- Supplied entries:
_____

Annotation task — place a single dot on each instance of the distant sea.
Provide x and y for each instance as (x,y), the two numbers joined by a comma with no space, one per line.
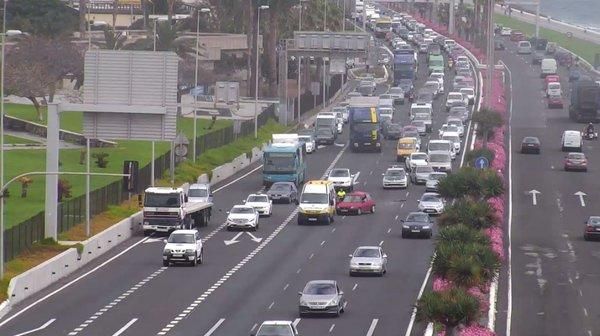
(584,13)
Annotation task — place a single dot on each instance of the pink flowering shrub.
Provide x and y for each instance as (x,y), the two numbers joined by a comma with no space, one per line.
(440,284)
(475,330)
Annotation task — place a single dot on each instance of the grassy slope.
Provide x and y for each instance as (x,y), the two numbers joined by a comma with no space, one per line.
(582,48)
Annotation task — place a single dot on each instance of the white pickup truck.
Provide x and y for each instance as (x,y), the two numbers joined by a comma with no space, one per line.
(167,209)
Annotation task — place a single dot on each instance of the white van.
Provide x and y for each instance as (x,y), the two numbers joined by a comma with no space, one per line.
(549,67)
(571,141)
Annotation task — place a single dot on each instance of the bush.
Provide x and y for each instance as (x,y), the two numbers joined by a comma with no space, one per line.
(477,215)
(450,308)
(465,265)
(474,154)
(463,234)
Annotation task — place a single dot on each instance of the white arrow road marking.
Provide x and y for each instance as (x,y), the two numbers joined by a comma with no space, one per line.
(234,239)
(581,194)
(125,327)
(255,239)
(153,240)
(44,326)
(372,327)
(215,327)
(534,194)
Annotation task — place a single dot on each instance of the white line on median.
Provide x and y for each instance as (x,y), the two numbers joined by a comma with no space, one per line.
(372,327)
(215,327)
(125,327)
(42,327)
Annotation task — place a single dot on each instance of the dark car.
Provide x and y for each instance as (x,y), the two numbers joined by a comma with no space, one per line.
(424,97)
(357,203)
(555,101)
(592,228)
(417,224)
(391,130)
(499,45)
(575,161)
(531,145)
(283,192)
(537,57)
(324,136)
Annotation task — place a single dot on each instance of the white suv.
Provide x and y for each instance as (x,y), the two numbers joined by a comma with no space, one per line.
(183,246)
(341,178)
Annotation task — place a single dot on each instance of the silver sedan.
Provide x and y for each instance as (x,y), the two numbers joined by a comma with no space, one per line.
(368,259)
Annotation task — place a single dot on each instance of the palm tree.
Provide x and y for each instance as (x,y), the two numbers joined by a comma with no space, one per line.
(478,215)
(450,308)
(487,120)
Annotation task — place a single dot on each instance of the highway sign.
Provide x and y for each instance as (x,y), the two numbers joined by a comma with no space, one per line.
(482,162)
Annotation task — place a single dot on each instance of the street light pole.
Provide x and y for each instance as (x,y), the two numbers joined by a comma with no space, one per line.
(201,10)
(256,71)
(2,142)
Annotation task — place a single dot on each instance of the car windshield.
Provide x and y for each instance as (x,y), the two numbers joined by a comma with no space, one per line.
(181,238)
(339,173)
(242,210)
(430,198)
(257,198)
(319,289)
(395,172)
(198,193)
(279,187)
(437,176)
(367,253)
(439,157)
(424,169)
(594,221)
(274,330)
(314,198)
(352,198)
(417,217)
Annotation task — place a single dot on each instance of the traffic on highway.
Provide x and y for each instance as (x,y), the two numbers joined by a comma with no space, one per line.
(332,232)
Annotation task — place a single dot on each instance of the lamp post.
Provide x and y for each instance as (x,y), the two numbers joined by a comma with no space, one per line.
(256,71)
(2,142)
(200,10)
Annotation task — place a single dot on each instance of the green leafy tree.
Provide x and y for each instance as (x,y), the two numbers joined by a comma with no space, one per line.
(49,18)
(486,121)
(477,215)
(449,308)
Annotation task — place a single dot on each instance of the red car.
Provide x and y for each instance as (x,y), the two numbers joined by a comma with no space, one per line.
(516,36)
(555,101)
(575,161)
(356,202)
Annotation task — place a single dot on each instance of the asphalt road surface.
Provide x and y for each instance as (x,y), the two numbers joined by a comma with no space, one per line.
(241,284)
(555,275)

_____

Begin at the line that has "the lamp post." and stop at the end of the records. Write those lines out again, substituting "maroon car" for "red car" and changing nothing else.

- Task response:
Annotation task — place a single dot on each instance of the lamp post.
Provide x and y for each instance as (x,y), the two numbers joined by a comma with no space, one per line.
(256,71)
(2,142)
(200,10)
Annotation task — place a single dot on each instance of the green leafy tree.
Provide x and y for each instance as (x,y), the two numbers joined by a comma with no space, one per line.
(49,18)
(486,121)
(477,215)
(449,308)
Annotation task — place a single dot on each instance of the maroon car.
Provide x and y for each instance as (x,y), the two numbers joined by a comma with no space, one per line.
(516,36)
(555,101)
(575,161)
(356,202)
Annotation task — place a single dot on each instance of the asphalt road surface.
Provide x and y for each instance as (x,y), the two numbers joined by a comma with no space, one per line.
(241,284)
(555,275)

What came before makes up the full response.